Give every line of the records below as a numbered list, skipping any blank lines. Leave the pictures out of your answer.

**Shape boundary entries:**
========

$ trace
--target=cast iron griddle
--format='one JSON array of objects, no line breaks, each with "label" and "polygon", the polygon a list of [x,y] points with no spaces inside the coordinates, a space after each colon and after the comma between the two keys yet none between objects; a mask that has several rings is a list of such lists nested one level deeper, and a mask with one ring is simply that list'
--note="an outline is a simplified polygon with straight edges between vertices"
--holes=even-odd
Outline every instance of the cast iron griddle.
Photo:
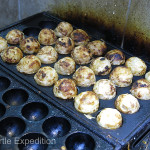
[{"label": "cast iron griddle", "polygon": [[[34,15],[25,20],[22,20],[22,21],[20,21],[16,24],[13,24],[7,28],[4,28],[0,32],[1,32],[1,36],[5,37],[6,34],[8,33],[8,31],[10,31],[12,29],[19,29],[25,33],[26,37],[34,36],[35,38],[37,38],[38,33],[42,28],[54,29],[60,21],[62,21],[62,20],[55,18],[55,17],[51,16],[50,14],[44,12],[44,13]],[[76,27],[74,27],[74,28],[76,28]],[[78,27],[78,28],[80,28],[80,27]],[[84,28],[84,30],[91,35],[91,37],[92,37],[91,41],[101,38],[101,37],[99,37],[100,34],[97,34],[97,35],[95,34],[96,32],[94,31],[94,29],[93,29],[93,33],[92,33],[91,29],[90,30],[88,30],[88,29],[89,29],[89,27]],[[43,46],[41,46],[41,47],[43,47]],[[109,43],[107,43],[107,47],[108,47],[107,51],[117,48],[115,46],[110,45]],[[122,50],[122,51],[125,53],[126,59],[133,56],[124,50]],[[70,55],[59,55],[59,59],[62,57],[65,57],[65,56],[70,56]],[[61,99],[56,98],[53,95],[53,86],[52,87],[39,86],[36,84],[36,82],[33,79],[34,75],[21,74],[16,70],[16,65],[4,63],[1,59],[0,59],[0,64],[3,67],[5,67],[7,70],[11,71],[11,73],[18,76],[20,78],[20,81],[26,82],[29,87],[34,87],[34,88],[32,88],[32,90],[34,90],[36,93],[44,94],[47,97],[47,101],[49,101],[50,103],[52,103],[54,105],[57,105],[58,107],[62,107],[64,110],[67,110],[68,113],[74,119],[79,121],[86,128],[92,130],[96,135],[98,135],[99,137],[102,137],[103,139],[107,140],[111,144],[120,143],[122,145],[122,147],[124,147],[129,142],[132,143],[132,140],[134,141],[134,139],[136,139],[136,137],[139,136],[139,134],[141,134],[143,127],[146,126],[146,124],[150,121],[150,109],[149,109],[150,101],[139,100],[141,107],[137,113],[132,114],[132,115],[122,113],[122,117],[123,117],[122,127],[120,127],[119,129],[116,129],[116,130],[103,129],[102,127],[100,127],[97,124],[96,119],[90,120],[90,119],[86,118],[83,114],[77,112],[73,106],[73,100],[61,100]],[[149,64],[147,63],[147,65],[148,65],[148,70],[149,70]],[[42,65],[42,66],[45,66],[45,65]],[[54,64],[51,64],[50,66],[53,67]],[[79,65],[77,65],[77,68],[78,67],[79,67]],[[113,66],[113,68],[115,68],[115,66]],[[59,79],[61,79],[61,78],[72,78],[72,75],[70,75],[70,76],[59,75]],[[107,76],[96,76],[97,81],[102,78],[108,79],[109,76],[108,75]],[[140,78],[144,78],[144,76],[134,77],[133,82]],[[92,88],[93,88],[93,86],[87,87],[87,88],[78,87],[78,93],[80,93],[82,91],[92,90]],[[115,106],[114,106],[115,99],[120,94],[130,93],[129,90],[131,89],[131,86],[126,87],[126,88],[117,87],[116,89],[117,89],[117,95],[114,99],[100,100],[100,108],[96,113],[92,114],[93,117],[96,117],[97,114],[103,108],[107,108],[107,107],[115,108]]]}]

========

**COMPLETED EXERCISE:**
1. $ trace
2. --target=cast iron griddle
3. --format='one JSON array of objects, no line breaks, each with "label" and "polygon", the polygon a list of [x,y] points with no spaces inside the coordinates, a space after each colon and after the comma between the two keys yet none between objects; a mask that has several rings is a list of such lists nested one level deeper, and a mask with one ring is simply that list'
4. --note="an outline is a simplified polygon with straight edges between vertices"
5. --holes=even-odd
6. Outline every instance of the cast iron griddle.
7. Photo:
8. [{"label": "cast iron griddle", "polygon": [[[34,15],[25,20],[22,20],[22,21],[20,21],[16,24],[13,24],[7,28],[4,28],[0,32],[1,32],[1,36],[5,37],[6,34],[8,33],[8,31],[10,31],[12,29],[19,29],[25,33],[26,37],[34,36],[35,38],[37,38],[38,33],[42,28],[54,29],[60,21],[62,21],[62,20],[55,18],[55,17],[51,16],[50,14],[44,12],[44,13]],[[76,27],[74,27],[74,28],[76,28]],[[78,27],[78,28],[80,28],[80,27]],[[84,28],[84,30],[91,35],[91,37],[92,37],[91,41],[101,38],[101,37],[99,37],[100,34],[97,34],[97,35],[95,34],[96,32],[94,31],[94,29],[93,29],[93,33],[92,33],[91,29],[90,30],[88,30],[88,29],[89,29],[89,27]],[[43,46],[41,46],[41,47],[43,47]],[[109,43],[107,43],[107,47],[108,47],[107,51],[117,48],[115,46],[110,45]],[[122,50],[122,51],[125,53],[126,59],[133,56],[124,50]],[[70,55],[59,55],[59,59],[62,57],[65,57],[65,56],[70,56]],[[61,99],[56,98],[53,95],[53,86],[52,87],[39,86],[36,84],[36,82],[33,79],[34,75],[21,74],[16,70],[16,65],[4,63],[1,59],[0,59],[0,64],[3,67],[5,67],[7,70],[11,71],[11,73],[18,76],[20,78],[20,81],[26,82],[29,87],[34,87],[34,88],[32,88],[32,90],[34,90],[36,93],[44,94],[47,97],[47,101],[49,101],[50,103],[52,103],[54,105],[57,105],[58,107],[62,107],[64,110],[67,110],[68,113],[74,119],[79,121],[86,128],[92,130],[96,135],[98,135],[99,137],[102,137],[103,139],[107,140],[111,144],[120,143],[122,145],[122,147],[124,147],[129,142],[132,143],[132,140],[134,141],[134,139],[136,139],[136,137],[139,136],[139,134],[141,134],[143,127],[146,126],[146,124],[150,121],[150,109],[149,109],[150,101],[139,100],[141,107],[137,113],[132,114],[132,115],[122,113],[122,117],[123,117],[122,127],[120,127],[119,129],[116,129],[116,130],[103,129],[102,127],[100,127],[97,124],[96,119],[90,120],[90,119],[86,118],[83,114],[77,112],[73,106],[73,100],[61,100]],[[149,64],[147,63],[147,65],[148,65],[148,70],[149,70]],[[42,65],[42,66],[45,66],[45,65]],[[54,64],[51,64],[50,66],[53,67]],[[79,65],[77,65],[77,68],[78,67],[79,67]],[[113,66],[113,68],[115,68],[115,66]],[[59,79],[61,79],[61,78],[72,78],[72,75],[70,75],[70,76],[59,75]],[[107,76],[96,76],[97,81],[102,78],[108,79],[109,76],[108,75]],[[140,78],[144,78],[144,76],[134,77],[133,82]],[[92,88],[93,88],[93,86],[87,87],[87,88],[78,87],[78,93],[80,93],[82,91],[92,90]],[[115,106],[114,106],[115,99],[120,94],[130,93],[129,90],[131,89],[131,86],[126,87],[126,88],[117,87],[116,89],[117,89],[117,95],[114,99],[100,100],[100,108],[96,113],[92,114],[93,117],[96,117],[97,114],[103,108],[107,108],[107,107],[115,108]]]}]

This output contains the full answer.